Records from a point annotation dataset:
====================
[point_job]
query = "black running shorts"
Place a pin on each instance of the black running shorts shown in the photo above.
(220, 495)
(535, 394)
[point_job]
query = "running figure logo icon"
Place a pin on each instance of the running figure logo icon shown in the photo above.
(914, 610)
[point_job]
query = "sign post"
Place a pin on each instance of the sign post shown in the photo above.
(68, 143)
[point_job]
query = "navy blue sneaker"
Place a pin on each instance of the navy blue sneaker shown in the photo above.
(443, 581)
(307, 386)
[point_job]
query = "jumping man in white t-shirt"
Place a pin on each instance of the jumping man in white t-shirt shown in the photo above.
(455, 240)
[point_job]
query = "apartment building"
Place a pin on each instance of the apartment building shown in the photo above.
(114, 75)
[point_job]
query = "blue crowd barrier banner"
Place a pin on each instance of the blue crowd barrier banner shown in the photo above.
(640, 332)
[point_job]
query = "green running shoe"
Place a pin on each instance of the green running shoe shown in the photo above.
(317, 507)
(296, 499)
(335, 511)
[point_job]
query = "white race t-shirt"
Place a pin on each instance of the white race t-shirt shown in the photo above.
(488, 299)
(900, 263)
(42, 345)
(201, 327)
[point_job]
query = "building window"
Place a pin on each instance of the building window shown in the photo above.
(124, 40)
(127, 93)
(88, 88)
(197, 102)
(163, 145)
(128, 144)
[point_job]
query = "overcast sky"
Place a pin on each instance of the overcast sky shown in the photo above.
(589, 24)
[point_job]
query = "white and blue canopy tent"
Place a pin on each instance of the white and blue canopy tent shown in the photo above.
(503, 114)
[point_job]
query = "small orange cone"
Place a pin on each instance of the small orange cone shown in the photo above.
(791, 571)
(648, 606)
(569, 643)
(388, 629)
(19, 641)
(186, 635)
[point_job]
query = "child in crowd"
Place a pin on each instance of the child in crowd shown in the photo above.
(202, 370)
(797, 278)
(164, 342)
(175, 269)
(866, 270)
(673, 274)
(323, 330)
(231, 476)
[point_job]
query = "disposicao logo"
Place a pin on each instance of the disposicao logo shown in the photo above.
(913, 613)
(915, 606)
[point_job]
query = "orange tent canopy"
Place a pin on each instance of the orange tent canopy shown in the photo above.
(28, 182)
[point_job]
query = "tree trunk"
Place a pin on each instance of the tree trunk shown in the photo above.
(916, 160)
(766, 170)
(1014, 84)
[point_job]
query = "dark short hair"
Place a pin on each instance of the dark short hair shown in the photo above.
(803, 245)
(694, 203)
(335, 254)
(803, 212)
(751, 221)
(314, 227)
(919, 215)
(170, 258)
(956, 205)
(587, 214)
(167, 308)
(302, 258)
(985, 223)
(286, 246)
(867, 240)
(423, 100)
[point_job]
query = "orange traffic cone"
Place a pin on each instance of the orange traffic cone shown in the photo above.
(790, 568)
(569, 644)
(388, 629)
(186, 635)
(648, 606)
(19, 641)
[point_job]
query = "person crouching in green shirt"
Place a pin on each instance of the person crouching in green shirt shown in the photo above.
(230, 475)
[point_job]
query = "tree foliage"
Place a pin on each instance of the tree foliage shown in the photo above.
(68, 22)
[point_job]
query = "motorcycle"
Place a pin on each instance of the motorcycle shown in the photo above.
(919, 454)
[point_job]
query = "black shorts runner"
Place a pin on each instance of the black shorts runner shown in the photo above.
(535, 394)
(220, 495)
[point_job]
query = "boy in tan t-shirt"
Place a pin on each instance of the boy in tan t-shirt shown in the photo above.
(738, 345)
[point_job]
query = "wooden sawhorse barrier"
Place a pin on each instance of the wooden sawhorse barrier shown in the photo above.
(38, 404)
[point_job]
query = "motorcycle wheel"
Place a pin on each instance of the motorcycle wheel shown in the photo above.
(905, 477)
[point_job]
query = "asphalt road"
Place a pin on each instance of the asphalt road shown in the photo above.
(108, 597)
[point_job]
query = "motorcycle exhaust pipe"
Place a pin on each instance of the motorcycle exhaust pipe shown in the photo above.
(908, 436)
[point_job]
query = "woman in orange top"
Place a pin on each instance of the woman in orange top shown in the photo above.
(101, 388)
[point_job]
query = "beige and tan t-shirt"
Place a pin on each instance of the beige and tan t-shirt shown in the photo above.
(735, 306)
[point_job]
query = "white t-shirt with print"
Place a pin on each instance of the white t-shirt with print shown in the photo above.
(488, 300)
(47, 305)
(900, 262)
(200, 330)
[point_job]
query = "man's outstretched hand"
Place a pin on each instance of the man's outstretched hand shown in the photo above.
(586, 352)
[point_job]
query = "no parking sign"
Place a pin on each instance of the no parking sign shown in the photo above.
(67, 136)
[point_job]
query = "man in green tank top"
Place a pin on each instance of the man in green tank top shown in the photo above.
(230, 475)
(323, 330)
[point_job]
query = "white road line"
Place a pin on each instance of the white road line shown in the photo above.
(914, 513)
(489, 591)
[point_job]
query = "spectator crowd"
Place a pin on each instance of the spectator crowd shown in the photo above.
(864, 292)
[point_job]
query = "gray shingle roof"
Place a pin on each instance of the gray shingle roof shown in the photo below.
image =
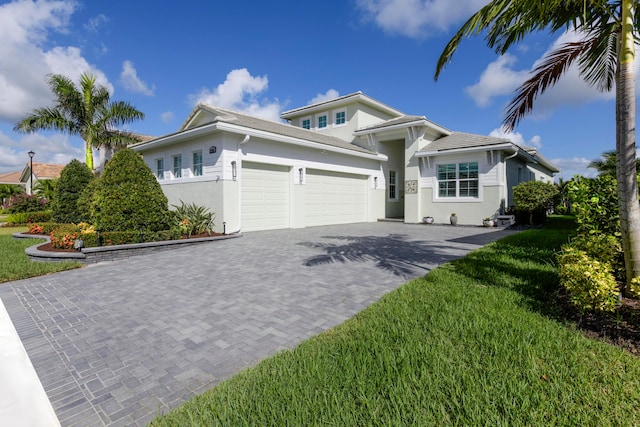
(232, 117)
(459, 140)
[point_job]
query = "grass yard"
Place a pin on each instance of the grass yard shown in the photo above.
(472, 343)
(14, 263)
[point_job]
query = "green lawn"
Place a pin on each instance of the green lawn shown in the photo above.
(472, 343)
(14, 263)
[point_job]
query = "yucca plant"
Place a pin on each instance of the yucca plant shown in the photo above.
(194, 219)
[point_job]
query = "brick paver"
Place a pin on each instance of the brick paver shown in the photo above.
(116, 343)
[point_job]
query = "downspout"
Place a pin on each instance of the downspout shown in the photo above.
(239, 166)
(506, 185)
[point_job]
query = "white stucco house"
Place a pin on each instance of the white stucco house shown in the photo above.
(346, 160)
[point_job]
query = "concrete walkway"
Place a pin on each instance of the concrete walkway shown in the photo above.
(117, 343)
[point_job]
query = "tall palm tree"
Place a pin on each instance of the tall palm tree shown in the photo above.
(604, 55)
(85, 111)
(607, 163)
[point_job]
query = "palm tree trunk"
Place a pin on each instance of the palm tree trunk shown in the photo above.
(626, 145)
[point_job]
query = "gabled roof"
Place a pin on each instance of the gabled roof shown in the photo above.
(401, 122)
(10, 178)
(240, 121)
(340, 101)
(461, 141)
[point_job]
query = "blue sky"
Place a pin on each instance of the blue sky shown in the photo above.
(267, 57)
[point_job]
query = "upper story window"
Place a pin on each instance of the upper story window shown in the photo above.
(393, 185)
(458, 180)
(322, 121)
(197, 163)
(160, 168)
(177, 166)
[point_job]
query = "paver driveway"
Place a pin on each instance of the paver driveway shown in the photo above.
(116, 343)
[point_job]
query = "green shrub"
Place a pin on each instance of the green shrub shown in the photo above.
(65, 236)
(85, 199)
(109, 238)
(535, 198)
(194, 219)
(19, 203)
(29, 217)
(604, 248)
(73, 179)
(590, 283)
(595, 204)
(129, 197)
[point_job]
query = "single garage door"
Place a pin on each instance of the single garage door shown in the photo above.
(335, 198)
(265, 196)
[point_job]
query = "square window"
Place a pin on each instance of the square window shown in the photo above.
(160, 168)
(197, 163)
(458, 180)
(177, 166)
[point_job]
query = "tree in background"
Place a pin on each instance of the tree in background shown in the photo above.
(604, 55)
(85, 111)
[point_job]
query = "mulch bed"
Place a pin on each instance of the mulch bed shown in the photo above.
(620, 328)
(48, 247)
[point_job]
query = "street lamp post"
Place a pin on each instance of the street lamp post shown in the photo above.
(31, 154)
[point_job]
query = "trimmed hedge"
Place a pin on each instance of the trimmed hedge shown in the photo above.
(73, 179)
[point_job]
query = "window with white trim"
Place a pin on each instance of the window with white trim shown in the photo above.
(160, 168)
(197, 163)
(177, 166)
(458, 180)
(322, 121)
(393, 185)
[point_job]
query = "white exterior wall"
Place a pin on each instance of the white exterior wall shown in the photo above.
(469, 211)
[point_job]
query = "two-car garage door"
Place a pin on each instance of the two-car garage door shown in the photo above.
(327, 197)
(334, 198)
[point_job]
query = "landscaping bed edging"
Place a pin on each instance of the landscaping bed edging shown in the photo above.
(112, 252)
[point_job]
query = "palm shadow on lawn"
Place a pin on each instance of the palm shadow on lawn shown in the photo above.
(394, 253)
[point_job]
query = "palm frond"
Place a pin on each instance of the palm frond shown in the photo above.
(544, 76)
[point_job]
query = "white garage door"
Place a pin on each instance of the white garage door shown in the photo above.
(265, 196)
(335, 198)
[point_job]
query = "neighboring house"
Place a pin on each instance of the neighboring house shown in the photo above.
(41, 172)
(350, 159)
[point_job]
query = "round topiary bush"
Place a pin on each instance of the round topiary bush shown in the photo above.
(128, 197)
(73, 180)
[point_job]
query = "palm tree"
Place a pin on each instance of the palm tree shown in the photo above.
(604, 55)
(85, 111)
(606, 164)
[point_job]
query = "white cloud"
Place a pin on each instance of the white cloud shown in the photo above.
(27, 59)
(497, 79)
(241, 92)
(330, 94)
(418, 18)
(574, 166)
(49, 149)
(96, 23)
(501, 78)
(167, 117)
(517, 138)
(131, 82)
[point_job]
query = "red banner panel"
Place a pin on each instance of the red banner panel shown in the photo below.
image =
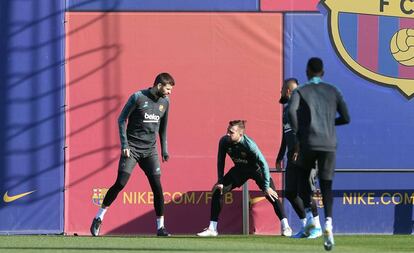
(226, 66)
(288, 5)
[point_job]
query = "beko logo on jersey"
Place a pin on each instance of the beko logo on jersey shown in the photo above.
(151, 117)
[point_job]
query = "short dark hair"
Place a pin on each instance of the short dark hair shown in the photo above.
(315, 65)
(164, 79)
(240, 123)
(291, 79)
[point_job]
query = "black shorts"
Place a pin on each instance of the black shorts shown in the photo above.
(149, 163)
(326, 162)
(294, 175)
(237, 176)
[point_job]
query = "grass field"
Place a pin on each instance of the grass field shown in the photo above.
(256, 244)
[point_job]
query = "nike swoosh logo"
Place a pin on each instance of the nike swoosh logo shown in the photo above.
(256, 200)
(8, 198)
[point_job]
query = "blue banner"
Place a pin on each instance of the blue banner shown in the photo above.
(163, 5)
(378, 137)
(31, 116)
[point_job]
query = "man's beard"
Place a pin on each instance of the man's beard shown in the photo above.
(283, 100)
(160, 94)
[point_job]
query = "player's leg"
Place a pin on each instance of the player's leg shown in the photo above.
(317, 230)
(125, 167)
(326, 163)
(307, 160)
(291, 190)
(277, 204)
(151, 166)
(234, 178)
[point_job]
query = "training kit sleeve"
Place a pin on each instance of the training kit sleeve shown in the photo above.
(126, 111)
(163, 131)
(260, 160)
(221, 159)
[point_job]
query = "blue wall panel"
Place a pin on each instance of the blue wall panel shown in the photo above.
(379, 136)
(31, 116)
(163, 5)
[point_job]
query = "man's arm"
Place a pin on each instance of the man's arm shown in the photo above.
(342, 110)
(221, 160)
(292, 112)
(126, 111)
(163, 135)
(282, 148)
(261, 162)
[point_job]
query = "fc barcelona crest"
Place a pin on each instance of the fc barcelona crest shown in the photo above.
(375, 39)
(98, 195)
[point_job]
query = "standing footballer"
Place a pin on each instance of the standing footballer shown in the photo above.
(249, 163)
(147, 114)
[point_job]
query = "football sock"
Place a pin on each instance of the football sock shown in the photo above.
(303, 222)
(328, 223)
(160, 222)
(213, 225)
(309, 214)
(317, 222)
(284, 222)
(101, 213)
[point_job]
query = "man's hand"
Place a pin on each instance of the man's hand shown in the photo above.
(272, 194)
(165, 157)
(218, 187)
(278, 165)
(295, 156)
(126, 152)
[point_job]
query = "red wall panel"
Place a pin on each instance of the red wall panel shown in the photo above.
(226, 66)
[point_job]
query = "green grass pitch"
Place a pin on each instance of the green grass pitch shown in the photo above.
(222, 243)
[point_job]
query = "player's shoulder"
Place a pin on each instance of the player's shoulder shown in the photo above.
(249, 142)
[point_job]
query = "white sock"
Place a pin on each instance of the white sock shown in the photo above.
(317, 222)
(285, 223)
(303, 221)
(309, 214)
(328, 223)
(101, 213)
(213, 225)
(160, 222)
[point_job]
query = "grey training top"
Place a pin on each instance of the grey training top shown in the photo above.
(244, 154)
(146, 116)
(313, 110)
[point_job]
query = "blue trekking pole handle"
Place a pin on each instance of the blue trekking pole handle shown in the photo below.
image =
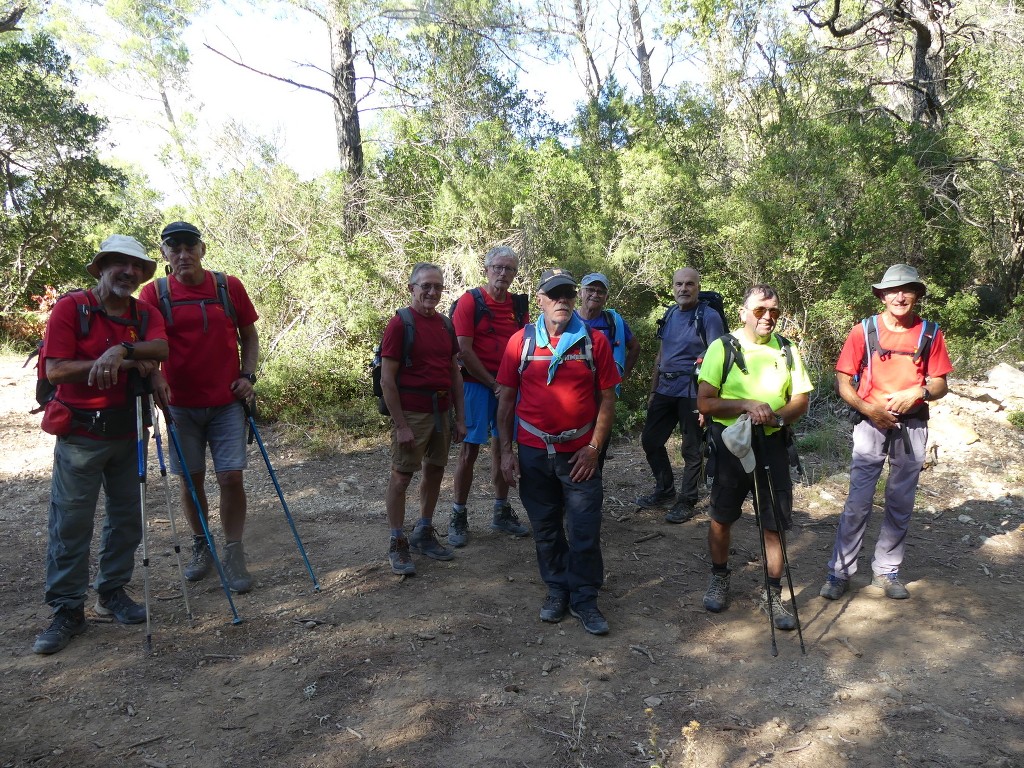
(281, 495)
(172, 430)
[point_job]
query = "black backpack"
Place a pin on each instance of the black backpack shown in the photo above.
(223, 298)
(706, 300)
(520, 307)
(86, 308)
(408, 338)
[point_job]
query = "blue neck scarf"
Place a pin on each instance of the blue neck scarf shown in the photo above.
(573, 332)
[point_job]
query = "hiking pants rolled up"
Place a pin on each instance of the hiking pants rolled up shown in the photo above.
(566, 521)
(901, 486)
(81, 466)
(664, 414)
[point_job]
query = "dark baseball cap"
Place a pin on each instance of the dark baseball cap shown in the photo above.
(180, 227)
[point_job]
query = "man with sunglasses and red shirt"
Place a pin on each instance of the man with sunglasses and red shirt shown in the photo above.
(888, 384)
(772, 393)
(204, 383)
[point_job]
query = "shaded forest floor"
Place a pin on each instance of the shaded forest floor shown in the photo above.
(453, 667)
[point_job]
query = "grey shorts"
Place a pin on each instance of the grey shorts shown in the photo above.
(222, 428)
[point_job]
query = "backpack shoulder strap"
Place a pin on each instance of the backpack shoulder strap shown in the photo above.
(409, 335)
(520, 307)
(664, 320)
(698, 322)
(164, 299)
(225, 298)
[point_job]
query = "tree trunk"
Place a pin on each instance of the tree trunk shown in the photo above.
(643, 55)
(346, 113)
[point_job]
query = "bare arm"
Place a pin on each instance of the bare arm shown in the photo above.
(102, 372)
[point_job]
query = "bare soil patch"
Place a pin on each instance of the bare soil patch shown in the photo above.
(453, 667)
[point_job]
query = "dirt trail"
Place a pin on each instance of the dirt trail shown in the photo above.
(453, 668)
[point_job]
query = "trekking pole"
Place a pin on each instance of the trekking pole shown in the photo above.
(139, 386)
(759, 441)
(281, 495)
(764, 561)
(170, 508)
(173, 432)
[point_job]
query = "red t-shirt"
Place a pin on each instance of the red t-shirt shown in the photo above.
(433, 348)
(491, 337)
(569, 401)
(61, 342)
(203, 365)
(897, 371)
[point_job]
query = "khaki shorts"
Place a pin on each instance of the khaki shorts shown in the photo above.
(431, 446)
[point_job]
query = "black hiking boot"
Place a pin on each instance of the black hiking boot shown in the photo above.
(67, 624)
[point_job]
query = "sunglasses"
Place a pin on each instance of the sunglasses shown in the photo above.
(183, 241)
(557, 295)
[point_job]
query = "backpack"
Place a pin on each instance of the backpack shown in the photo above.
(223, 298)
(706, 300)
(869, 326)
(408, 338)
(520, 307)
(86, 308)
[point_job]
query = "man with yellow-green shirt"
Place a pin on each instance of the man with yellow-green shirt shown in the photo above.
(770, 386)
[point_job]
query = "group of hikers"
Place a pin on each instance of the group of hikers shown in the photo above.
(542, 393)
====================
**Required work**:
Gather every line of the material above that contains the string "sign". Matches must have the same letter case.

**Result**:
query = "sign post"
Place a pin on each instance of the sign post shown in the photo above.
query = "no parking sign"
Place a pin on each instance of the no parking sign shown in the photo above.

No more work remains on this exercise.